- **Fragmento**
******
Con un trabajo teatral ímprobo y calculado hasta el extremo, el director australiano consigue con esa ‘teatralidad de más’ conectar de forma directa con el espectador, y así conseguir llegar más fácil en una ópera larga y de trama un tanto espesa. Hay elementos hilarantes hasta de vodevil, como la escena en el tercer acto de Poppea con Ottone, Nerón y Claudio en sus aposentos. Y el público, con esa ironía y sal gorda de Kosky disfruta y se divierte.
******
- **Datos mostrados**

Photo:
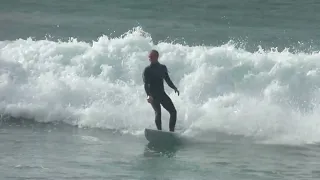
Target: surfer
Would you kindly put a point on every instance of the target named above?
(153, 76)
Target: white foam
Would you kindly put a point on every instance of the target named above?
(265, 94)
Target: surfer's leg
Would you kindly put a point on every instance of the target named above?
(168, 105)
(157, 110)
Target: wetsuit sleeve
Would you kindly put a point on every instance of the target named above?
(146, 80)
(167, 79)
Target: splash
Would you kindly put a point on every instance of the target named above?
(271, 94)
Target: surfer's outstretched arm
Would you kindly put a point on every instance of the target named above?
(168, 80)
(146, 81)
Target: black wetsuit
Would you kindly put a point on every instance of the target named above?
(153, 76)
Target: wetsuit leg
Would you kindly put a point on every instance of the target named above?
(157, 110)
(166, 102)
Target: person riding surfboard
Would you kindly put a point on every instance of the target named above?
(153, 76)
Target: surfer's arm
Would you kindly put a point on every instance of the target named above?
(168, 80)
(146, 81)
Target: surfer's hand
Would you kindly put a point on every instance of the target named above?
(149, 99)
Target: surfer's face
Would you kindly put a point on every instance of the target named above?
(153, 57)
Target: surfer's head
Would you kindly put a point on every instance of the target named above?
(153, 56)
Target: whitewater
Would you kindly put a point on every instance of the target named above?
(269, 95)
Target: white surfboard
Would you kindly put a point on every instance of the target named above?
(161, 137)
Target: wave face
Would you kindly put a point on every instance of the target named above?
(266, 94)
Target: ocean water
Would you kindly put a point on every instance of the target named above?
(72, 102)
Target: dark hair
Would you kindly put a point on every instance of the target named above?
(155, 51)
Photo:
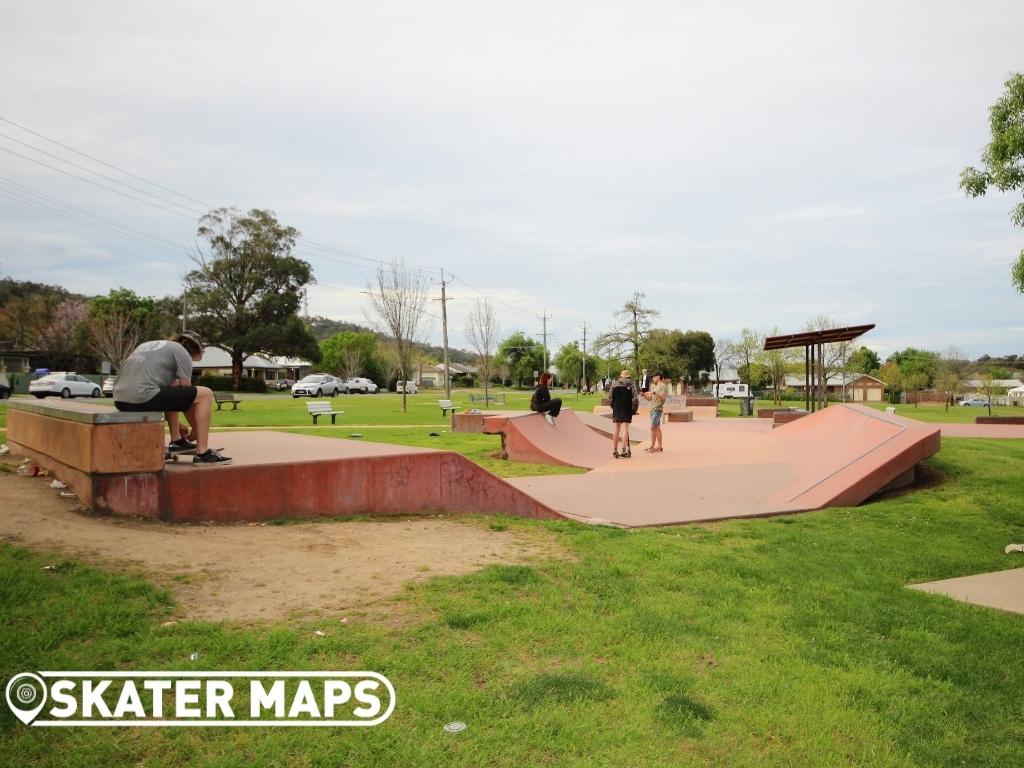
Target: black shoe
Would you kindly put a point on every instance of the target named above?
(210, 458)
******
- **Pasos a seguir**
a. Cita del fragmento todo lo que va desde "Con un trabajo" hasta "y se divierte.".
b. ¿En qué acto transcurre la escena de Poppea con Ottone, Nerón y Claudio que menciona el fragmento?
Los datos no guardan relación con el fragmento.

- **Respuestas del ejercicio**
a.
Con un trabajo teatral ímprobo y calculado hasta el extremo, el director australiano consigue con esa ‘teatralidad de más’ conectar de forma directa con el espectador, y así conseguir llegar más fácil en una ópera larga y de trama un tanto espesa. Hay elementos hilarantes hasta de vodevil, como la escena en el tercer acto de Poppea con Ottone, Nerón y Claudio en sus aposentos. Y el público, con esa ironía y sal gorda de Kosky disfruta y se divierte.

b. En el tercer acto.